The request. Copy out, word for word, the lines of the listing from the one containing "This radiograph is being analyzed for anomalies. Circle the grey" through the one containing "0,0 -> 932,748".

Records for this task.
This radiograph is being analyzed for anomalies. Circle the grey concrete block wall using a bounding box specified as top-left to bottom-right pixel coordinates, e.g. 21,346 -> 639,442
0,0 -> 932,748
--
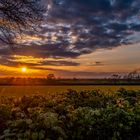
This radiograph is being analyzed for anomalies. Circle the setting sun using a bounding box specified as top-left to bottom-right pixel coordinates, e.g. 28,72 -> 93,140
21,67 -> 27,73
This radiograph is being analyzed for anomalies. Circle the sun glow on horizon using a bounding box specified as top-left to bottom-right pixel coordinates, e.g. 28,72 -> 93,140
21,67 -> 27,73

Solution to this task.
This radiograph is being analyzed for anomalies. Circle the grey concrete block wall using a bounding box specified as top-left to bottom-right pixel coordinates, e.g. 21,346 -> 639,442
0,0 -> 932,748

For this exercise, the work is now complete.